▶ EXCERPT PROVIDED

While Mental Health America (MHA) supports the recent decision by the U.S. District Court for the District of Columbia to block the work requirements under Medicaid expansion in the state of Kentucky, MHA warns that it should not now be used to deny people with serious behavioral health conditions the Medicaid coverage to which they are entitled.
The June 29th decision by Judge James Boasberg vacates the Trump Administration's approval of Kentucky’s HEALTH’s work requirements plan, sending the matter back to the Department of Health and Human Services (HHS) for further review. The judge ruled that the Trump Administration’s approval of work requirements – which the state calls community engagement— were “arbitrary and capricious,” because these unprecedented requirements “never adequately considered whether the plan approved for Kentucky HEALTH would in fact help the state furnish medical assistance to its citizens, a central objective of Medicaid.”
“MHA favors Medicaid expansion, but the Governor’s response to the judge’s decision blocking the work requirements should not be an excuse to deprive thousands of people with serious behavioral health conditions needed Medicaid coverage by rolling back Medicaid expansion,” said Paul Gionfriddo, president and CEO, MHA.
The state intended to exempt people with these conditions from work requirements, and states should work to make sure that all individuals with a serious mental illness are identified, covered, and exempted from work requirements. The ability to access treatment and supports before crisis – Before Stage 4 – without having to be considered fully “disabled” has been one of the most important outcomes of Medicaid expansion for people with serious behavioral health conditions.
The Kentucky waiver would have required all Medicaid recipients who were not exempt from work requirement to be engaged in 80 hours a month of “approved activities” that include working, volunteering, attending school, or caretaking. Over half of those in the expansion population already meet that condition without a state mandate, notes Marcie Timmerman, Executive Director of MHA of Kentucky.
The waiver also required people to report their activity hours directly to the state. “People living with mental health conditions, like many others in Kentucky, are unlikely to have the necessary internet access to report their activity hours, she explains. “The answer is not, as the Bevin administration has argued, for people without in-home internet, or without access to transportation, to use their ‘local’ library in a state where many rural counties have only one.”
“If work requirements are struck down, expansion needs to remain to benefit people with behavioral health conditions, concludes Gionfriddo. “Medicaid is - at its core - a health insurance program, not a work program.”

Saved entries

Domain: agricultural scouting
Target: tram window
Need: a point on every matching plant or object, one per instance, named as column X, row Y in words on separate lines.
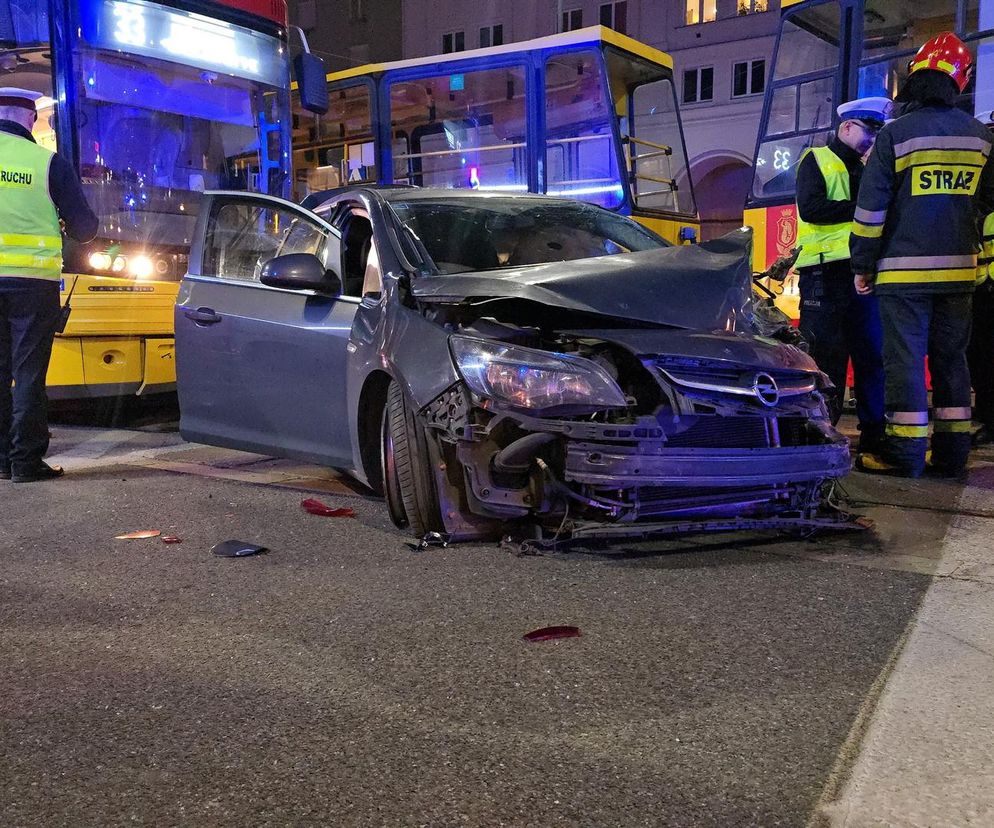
column 783, row 111
column 809, row 41
column 154, row 134
column 465, row 131
column 815, row 108
column 336, row 148
column 776, row 163
column 581, row 158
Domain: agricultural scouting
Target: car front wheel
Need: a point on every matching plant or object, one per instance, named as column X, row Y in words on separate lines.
column 408, row 480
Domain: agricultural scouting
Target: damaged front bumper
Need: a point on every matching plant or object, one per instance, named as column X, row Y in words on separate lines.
column 633, row 466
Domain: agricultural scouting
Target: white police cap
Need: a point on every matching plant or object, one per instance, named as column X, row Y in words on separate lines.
column 874, row 110
column 15, row 96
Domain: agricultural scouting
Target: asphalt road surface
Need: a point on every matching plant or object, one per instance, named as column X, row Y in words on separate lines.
column 345, row 678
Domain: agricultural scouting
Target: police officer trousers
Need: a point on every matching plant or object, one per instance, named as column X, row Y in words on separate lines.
column 981, row 354
column 29, row 314
column 936, row 324
column 840, row 325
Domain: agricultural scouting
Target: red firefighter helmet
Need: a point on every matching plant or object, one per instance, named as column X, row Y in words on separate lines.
column 945, row 53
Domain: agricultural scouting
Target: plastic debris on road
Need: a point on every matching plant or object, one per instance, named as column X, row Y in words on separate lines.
column 316, row 507
column 236, row 549
column 552, row 633
column 434, row 539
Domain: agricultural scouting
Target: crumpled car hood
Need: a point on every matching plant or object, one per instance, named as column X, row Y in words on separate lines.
column 734, row 348
column 705, row 286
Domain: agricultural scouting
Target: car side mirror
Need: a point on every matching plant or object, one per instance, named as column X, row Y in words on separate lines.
column 301, row 271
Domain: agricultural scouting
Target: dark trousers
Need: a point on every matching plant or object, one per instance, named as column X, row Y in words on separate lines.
column 936, row 324
column 29, row 313
column 981, row 354
column 840, row 325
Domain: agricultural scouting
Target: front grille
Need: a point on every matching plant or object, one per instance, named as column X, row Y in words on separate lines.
column 723, row 432
column 734, row 380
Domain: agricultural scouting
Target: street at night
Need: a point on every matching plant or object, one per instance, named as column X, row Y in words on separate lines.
column 347, row 678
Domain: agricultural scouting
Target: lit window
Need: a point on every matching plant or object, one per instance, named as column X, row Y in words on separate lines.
column 572, row 19
column 698, row 85
column 750, row 6
column 748, row 78
column 703, row 11
column 615, row 16
column 453, row 42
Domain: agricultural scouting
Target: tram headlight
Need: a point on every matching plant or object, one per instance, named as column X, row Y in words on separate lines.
column 140, row 267
column 100, row 261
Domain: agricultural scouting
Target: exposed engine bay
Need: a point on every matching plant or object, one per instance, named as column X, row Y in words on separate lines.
column 712, row 426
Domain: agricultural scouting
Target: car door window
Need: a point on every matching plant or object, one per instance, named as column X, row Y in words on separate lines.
column 243, row 236
column 360, row 260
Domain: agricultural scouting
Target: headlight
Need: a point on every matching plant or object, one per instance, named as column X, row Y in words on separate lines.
column 526, row 378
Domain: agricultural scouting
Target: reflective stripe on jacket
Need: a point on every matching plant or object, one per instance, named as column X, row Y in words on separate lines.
column 986, row 257
column 821, row 243
column 926, row 182
column 30, row 235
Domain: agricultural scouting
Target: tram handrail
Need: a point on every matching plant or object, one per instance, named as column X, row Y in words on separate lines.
column 664, row 149
column 436, row 153
column 669, row 181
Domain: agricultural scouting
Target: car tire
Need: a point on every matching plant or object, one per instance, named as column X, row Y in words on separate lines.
column 408, row 481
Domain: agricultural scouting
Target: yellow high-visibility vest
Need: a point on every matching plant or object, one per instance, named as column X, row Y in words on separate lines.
column 30, row 236
column 823, row 243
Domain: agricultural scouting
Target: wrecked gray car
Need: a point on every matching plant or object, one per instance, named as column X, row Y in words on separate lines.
column 495, row 364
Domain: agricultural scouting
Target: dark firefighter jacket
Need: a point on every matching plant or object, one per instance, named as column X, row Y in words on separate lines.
column 926, row 185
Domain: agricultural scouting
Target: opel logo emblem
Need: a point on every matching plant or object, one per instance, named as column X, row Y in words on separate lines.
column 765, row 389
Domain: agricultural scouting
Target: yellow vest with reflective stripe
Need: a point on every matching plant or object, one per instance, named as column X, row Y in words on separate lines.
column 986, row 258
column 826, row 242
column 30, row 236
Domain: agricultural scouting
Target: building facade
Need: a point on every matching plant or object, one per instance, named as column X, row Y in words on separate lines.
column 721, row 51
column 348, row 33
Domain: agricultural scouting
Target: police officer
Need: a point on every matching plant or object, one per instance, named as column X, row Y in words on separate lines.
column 837, row 322
column 980, row 354
column 914, row 244
column 38, row 188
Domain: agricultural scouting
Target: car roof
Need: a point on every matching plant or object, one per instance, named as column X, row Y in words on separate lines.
column 407, row 192
column 448, row 194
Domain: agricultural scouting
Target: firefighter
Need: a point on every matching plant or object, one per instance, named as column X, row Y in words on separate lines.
column 914, row 244
column 981, row 351
column 838, row 323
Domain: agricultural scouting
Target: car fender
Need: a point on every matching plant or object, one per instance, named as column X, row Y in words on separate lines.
column 392, row 340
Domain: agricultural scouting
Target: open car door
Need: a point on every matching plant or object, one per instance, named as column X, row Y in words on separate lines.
column 261, row 367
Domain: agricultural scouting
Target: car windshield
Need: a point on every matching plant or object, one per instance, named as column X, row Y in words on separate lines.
column 473, row 234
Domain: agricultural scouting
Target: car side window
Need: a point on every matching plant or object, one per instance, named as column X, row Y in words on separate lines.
column 243, row 236
column 360, row 260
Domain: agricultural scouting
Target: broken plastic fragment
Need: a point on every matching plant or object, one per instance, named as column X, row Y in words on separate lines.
column 316, row 507
column 236, row 549
column 434, row 539
column 549, row 633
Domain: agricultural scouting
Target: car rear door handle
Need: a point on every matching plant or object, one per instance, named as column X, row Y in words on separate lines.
column 203, row 316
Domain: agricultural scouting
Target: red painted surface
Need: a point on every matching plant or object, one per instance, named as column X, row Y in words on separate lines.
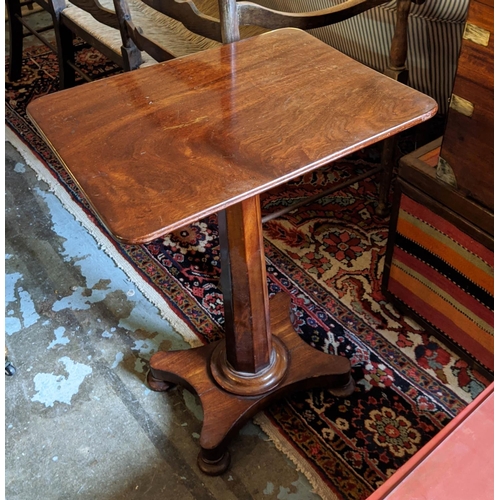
column 457, row 464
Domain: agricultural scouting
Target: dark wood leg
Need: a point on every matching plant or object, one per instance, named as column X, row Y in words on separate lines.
column 387, row 161
column 15, row 40
column 261, row 358
column 66, row 55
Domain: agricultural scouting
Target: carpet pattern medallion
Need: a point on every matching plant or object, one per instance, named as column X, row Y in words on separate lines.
column 328, row 256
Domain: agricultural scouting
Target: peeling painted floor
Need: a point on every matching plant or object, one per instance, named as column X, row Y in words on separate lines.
column 79, row 420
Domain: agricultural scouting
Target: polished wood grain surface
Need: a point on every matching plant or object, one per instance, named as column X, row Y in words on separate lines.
column 160, row 147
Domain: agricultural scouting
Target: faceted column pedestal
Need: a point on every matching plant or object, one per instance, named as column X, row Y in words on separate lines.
column 261, row 357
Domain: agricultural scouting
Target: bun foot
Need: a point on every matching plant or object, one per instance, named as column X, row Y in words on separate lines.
column 213, row 467
column 156, row 384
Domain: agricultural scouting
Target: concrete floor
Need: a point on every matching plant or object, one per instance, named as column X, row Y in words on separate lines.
column 80, row 421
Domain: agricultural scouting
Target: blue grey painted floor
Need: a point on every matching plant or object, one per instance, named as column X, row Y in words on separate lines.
column 80, row 421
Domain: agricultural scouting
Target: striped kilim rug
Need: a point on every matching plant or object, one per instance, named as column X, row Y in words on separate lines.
column 328, row 256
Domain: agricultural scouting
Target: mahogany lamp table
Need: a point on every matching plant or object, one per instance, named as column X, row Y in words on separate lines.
column 161, row 147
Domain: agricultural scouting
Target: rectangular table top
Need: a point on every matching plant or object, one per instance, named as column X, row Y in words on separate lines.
column 163, row 146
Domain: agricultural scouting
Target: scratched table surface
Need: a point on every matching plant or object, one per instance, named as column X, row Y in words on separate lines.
column 160, row 147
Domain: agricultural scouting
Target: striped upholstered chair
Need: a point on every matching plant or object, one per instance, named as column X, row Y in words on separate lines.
column 434, row 39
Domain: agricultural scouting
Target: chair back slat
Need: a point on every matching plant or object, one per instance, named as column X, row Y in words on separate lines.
column 99, row 12
column 250, row 13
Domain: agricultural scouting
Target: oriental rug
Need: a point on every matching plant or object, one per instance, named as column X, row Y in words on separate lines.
column 328, row 256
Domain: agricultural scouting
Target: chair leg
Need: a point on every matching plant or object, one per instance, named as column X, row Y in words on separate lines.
column 15, row 40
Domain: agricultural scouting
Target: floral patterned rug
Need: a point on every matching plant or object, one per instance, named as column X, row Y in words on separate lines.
column 328, row 256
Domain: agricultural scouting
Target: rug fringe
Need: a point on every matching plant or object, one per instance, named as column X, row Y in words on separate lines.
column 318, row 486
column 102, row 240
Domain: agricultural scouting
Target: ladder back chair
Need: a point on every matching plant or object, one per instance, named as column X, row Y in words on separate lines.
column 230, row 20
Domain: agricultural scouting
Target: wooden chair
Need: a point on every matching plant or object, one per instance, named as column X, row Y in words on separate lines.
column 231, row 22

▶ DIRECTIONS FOR THIS TASK
In the statement on Kentucky's Medicaid work requirements, how many hours a month of "approved activities" would the waiver have required of recipients who were not exempt?

▶ WRITTEN RESPONSE
80 hours a month.